Recorded information:
--------

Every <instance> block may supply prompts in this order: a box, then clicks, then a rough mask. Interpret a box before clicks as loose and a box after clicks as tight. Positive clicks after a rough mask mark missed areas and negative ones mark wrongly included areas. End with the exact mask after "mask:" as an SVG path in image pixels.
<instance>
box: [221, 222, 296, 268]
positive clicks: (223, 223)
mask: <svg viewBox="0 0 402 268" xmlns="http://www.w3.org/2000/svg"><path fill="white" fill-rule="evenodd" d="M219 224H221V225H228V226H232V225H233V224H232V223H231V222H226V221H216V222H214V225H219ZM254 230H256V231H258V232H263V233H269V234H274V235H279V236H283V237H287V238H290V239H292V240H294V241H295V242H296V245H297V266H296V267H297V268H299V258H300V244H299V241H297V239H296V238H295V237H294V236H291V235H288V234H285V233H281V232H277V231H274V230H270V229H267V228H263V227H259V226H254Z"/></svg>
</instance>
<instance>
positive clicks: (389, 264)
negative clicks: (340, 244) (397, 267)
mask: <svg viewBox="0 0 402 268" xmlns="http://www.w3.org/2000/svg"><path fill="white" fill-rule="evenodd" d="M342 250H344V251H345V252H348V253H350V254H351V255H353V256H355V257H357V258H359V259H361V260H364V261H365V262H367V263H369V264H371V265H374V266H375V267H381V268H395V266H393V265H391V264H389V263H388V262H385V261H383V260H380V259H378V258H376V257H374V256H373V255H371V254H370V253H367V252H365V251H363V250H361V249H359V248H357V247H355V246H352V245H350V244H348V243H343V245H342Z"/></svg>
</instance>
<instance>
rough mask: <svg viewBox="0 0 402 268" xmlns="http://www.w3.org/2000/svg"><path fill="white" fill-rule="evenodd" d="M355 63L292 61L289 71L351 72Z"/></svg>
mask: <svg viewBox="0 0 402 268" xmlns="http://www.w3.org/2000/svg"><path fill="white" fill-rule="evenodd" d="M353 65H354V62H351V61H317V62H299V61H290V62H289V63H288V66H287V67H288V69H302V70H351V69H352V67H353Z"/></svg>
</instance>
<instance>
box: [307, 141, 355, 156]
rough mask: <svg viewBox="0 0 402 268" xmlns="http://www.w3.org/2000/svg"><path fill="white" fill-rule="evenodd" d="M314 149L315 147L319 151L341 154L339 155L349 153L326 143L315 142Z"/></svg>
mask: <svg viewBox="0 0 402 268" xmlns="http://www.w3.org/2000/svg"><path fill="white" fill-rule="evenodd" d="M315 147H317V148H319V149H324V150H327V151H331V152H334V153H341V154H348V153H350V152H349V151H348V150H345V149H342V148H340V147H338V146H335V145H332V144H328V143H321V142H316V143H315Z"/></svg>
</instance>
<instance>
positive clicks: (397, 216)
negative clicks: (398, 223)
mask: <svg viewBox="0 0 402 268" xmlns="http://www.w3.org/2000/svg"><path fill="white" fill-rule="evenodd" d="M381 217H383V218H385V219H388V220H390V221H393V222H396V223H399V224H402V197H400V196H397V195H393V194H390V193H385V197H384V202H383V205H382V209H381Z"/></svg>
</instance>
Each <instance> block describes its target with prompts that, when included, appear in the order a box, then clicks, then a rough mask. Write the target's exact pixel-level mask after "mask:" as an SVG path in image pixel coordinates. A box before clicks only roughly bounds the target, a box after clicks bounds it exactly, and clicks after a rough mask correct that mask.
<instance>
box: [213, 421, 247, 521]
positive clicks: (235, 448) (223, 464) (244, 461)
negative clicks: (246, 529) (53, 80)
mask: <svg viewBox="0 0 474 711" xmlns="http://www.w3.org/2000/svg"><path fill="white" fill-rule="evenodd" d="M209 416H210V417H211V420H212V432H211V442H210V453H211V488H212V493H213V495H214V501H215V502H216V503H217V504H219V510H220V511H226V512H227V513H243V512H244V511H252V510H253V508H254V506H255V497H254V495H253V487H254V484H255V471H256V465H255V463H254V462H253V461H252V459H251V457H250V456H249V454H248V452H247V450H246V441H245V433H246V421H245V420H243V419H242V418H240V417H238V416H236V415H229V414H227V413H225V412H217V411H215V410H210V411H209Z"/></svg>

--------

Write out the whole listing exactly as it stands.

Response to the exercise:
Every <instance> block may supply prompts in this order: a box, then clicks, then a rough mask. Interpret a box before clicks as loose and a box after clicks as tight. Positive clicks after a rough mask mark missed areas and negative ones mark wrongly included areas. End with the exact mask after "mask:" as an SVG path in image pixels.
<instance>
box: [221, 222, 296, 268]
positive clicks: (223, 223)
mask: <svg viewBox="0 0 402 268" xmlns="http://www.w3.org/2000/svg"><path fill="white" fill-rule="evenodd" d="M219 224H221V225H228V226H232V225H233V224H232V223H231V222H226V221H216V222H214V225H219ZM254 230H256V231H258V232H263V233H269V234H274V235H279V236H283V237H287V238H290V239H292V240H294V241H295V242H296V245H297V266H296V267H297V268H299V258H300V244H299V241H297V239H296V238H295V237H294V236H291V235H288V234H285V233H281V232H277V231H274V230H270V229H267V228H263V227H259V226H254Z"/></svg>
</instance>
<instance>
positive clicks: (389, 264)
negative clicks: (340, 244) (397, 267)
mask: <svg viewBox="0 0 402 268" xmlns="http://www.w3.org/2000/svg"><path fill="white" fill-rule="evenodd" d="M342 250H344V251H345V252H348V253H350V254H351V255H353V256H355V257H357V258H359V259H361V260H364V261H365V262H367V263H369V264H371V265H374V266H375V267H381V268H395V266H393V265H391V264H389V263H388V262H385V261H383V260H380V259H378V258H376V257H374V256H373V255H371V254H370V253H367V252H365V251H363V250H361V249H359V248H357V247H355V246H352V245H350V244H348V243H343V245H342Z"/></svg>
</instance>
<instance>
rough mask: <svg viewBox="0 0 402 268" xmlns="http://www.w3.org/2000/svg"><path fill="white" fill-rule="evenodd" d="M355 63L292 61L289 71L351 72Z"/></svg>
mask: <svg viewBox="0 0 402 268" xmlns="http://www.w3.org/2000/svg"><path fill="white" fill-rule="evenodd" d="M353 65H354V62H351V61H317V62H299V61H290V62H289V63H288V66H287V67H288V69H302V70H351V69H352V67H353Z"/></svg>
</instance>
<instance>
box: [307, 141, 355, 156]
rough mask: <svg viewBox="0 0 402 268" xmlns="http://www.w3.org/2000/svg"><path fill="white" fill-rule="evenodd" d="M314 149L315 147L319 151L341 154L339 155L349 153L326 143L315 142Z"/></svg>
mask: <svg viewBox="0 0 402 268" xmlns="http://www.w3.org/2000/svg"><path fill="white" fill-rule="evenodd" d="M315 147H317V148H319V149H324V150H327V151H331V152H334V153H341V154H348V153H350V152H349V151H348V150H345V149H342V148H340V147H338V146H335V145H332V144H328V143H321V142H316V143H315Z"/></svg>
</instance>
<instance>
positive clicks: (397, 216)
negative clicks: (398, 223)
mask: <svg viewBox="0 0 402 268" xmlns="http://www.w3.org/2000/svg"><path fill="white" fill-rule="evenodd" d="M381 217H383V218H385V219H388V220H390V221H393V222H396V223H399V224H402V197H400V196H397V195H393V194H390V193H385V197H384V202H383V205H382V209H381Z"/></svg>
</instance>
Each <instance> block describes its target with prompts that, when included, appear in the order a box, then clicks, then a rough mask. Write the target's exact pixel-level mask after "mask:" as an SVG path in image pixel coordinates. A box before clicks only roughly bounds the target, a box after clicks bounds it exactly, and clicks after a rough mask correct that mask.
<instance>
box: [213, 421, 247, 521]
positive clicks: (235, 448) (223, 464) (244, 461)
negative clicks: (246, 529) (53, 80)
mask: <svg viewBox="0 0 474 711" xmlns="http://www.w3.org/2000/svg"><path fill="white" fill-rule="evenodd" d="M209 416H210V417H211V420H212V432H211V442H210V453H211V488H212V493H213V495H214V501H215V502H216V503H217V504H219V510H220V511H226V512H227V513H243V512H244V511H252V510H253V508H254V506H255V497H254V495H253V487H254V484H255V471H256V465H255V463H254V462H253V461H252V459H251V457H250V456H249V454H248V452H247V450H246V441H245V433H246V421H245V420H243V419H242V418H240V417H238V416H236V415H229V414H227V413H225V412H217V411H215V410H210V411H209Z"/></svg>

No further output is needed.